Do this
Restate the entire listing word for word.

Entries
[start]
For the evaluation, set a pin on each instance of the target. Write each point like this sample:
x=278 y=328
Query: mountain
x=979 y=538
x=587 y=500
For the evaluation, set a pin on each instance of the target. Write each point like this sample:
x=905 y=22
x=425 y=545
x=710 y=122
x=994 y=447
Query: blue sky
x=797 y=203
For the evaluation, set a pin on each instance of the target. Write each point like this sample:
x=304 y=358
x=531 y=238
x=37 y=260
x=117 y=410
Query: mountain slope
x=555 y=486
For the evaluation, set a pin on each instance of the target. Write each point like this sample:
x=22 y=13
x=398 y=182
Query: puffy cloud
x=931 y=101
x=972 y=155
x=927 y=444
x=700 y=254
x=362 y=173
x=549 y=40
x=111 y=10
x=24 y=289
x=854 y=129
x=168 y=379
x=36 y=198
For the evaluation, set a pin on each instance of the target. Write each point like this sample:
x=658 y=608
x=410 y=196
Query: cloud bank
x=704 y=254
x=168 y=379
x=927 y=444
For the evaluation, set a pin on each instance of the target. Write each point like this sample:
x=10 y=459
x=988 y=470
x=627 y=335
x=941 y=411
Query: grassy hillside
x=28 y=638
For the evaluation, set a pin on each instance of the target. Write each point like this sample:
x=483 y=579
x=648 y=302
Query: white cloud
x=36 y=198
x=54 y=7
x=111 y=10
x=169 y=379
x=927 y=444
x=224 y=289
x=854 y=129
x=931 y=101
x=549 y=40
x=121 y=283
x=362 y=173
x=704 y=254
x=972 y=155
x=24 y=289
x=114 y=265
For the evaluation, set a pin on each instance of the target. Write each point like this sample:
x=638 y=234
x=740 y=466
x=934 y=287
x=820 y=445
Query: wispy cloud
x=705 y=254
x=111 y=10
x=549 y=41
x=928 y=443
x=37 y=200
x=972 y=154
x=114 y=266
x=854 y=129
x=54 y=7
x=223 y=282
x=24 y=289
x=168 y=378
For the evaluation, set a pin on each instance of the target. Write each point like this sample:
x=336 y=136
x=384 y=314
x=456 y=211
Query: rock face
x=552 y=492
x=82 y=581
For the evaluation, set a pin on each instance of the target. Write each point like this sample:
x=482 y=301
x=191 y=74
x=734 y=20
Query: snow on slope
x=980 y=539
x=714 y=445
[end]
Problem solution
For the evaluation, set a pin on each instance of the target. Write each point like this sample:
x=278 y=328
Query: mountain
x=979 y=538
x=587 y=500
For the evaluation, set a pin on each instance of the target. Write each point like this sample:
x=905 y=22
x=425 y=545
x=710 y=122
x=994 y=447
Query: blue sky
x=797 y=203
For the evaluation, set a pin on each instance of the target. Write each point like this sample:
x=304 y=358
x=531 y=238
x=37 y=260
x=117 y=410
Query: mountain slope
x=555 y=486
For the evaluation, set a pin on each instance of the target. Write each point like this sample:
x=22 y=13
x=398 y=182
Query: puffy cloud
x=931 y=101
x=972 y=155
x=927 y=444
x=700 y=254
x=362 y=173
x=549 y=40
x=111 y=10
x=24 y=289
x=854 y=129
x=168 y=379
x=36 y=198
For the evaluation, set a pin on each instance of the target. Write each point like this sample:
x=658 y=608
x=410 y=196
Query: cloud bank
x=704 y=254
x=168 y=379
x=927 y=444
For the evaluation, set a pin on each instance of the target. Write each point like this sample:
x=10 y=459
x=988 y=470
x=627 y=335
x=941 y=411
Query: grassy hillside
x=28 y=638
For the evaluation, set a pin on each instance of the target. Write each point like this sample:
x=483 y=579
x=648 y=302
Query: white cloud
x=36 y=198
x=54 y=7
x=111 y=10
x=169 y=379
x=927 y=444
x=224 y=289
x=854 y=129
x=931 y=101
x=549 y=40
x=121 y=283
x=362 y=173
x=704 y=254
x=972 y=155
x=24 y=289
x=114 y=265
For the evaluation, set a pin on each instance of the target. Write each point like this sample:
x=638 y=234
x=740 y=466
x=934 y=287
x=820 y=445
Query: wispy cloud
x=705 y=254
x=111 y=10
x=549 y=41
x=928 y=443
x=37 y=200
x=972 y=154
x=114 y=266
x=854 y=129
x=54 y=7
x=223 y=282
x=24 y=289
x=168 y=378
For the evaluation, set a pin on each instance of the target. Write each point like this sample:
x=336 y=136
x=384 y=314
x=456 y=211
Query: rock face
x=552 y=492
x=82 y=581
For the evaluation, set a pin on each instance of the target. Write each point like this sample:
x=482 y=301
x=191 y=74
x=734 y=20
Query: snow on slope
x=980 y=539
x=714 y=445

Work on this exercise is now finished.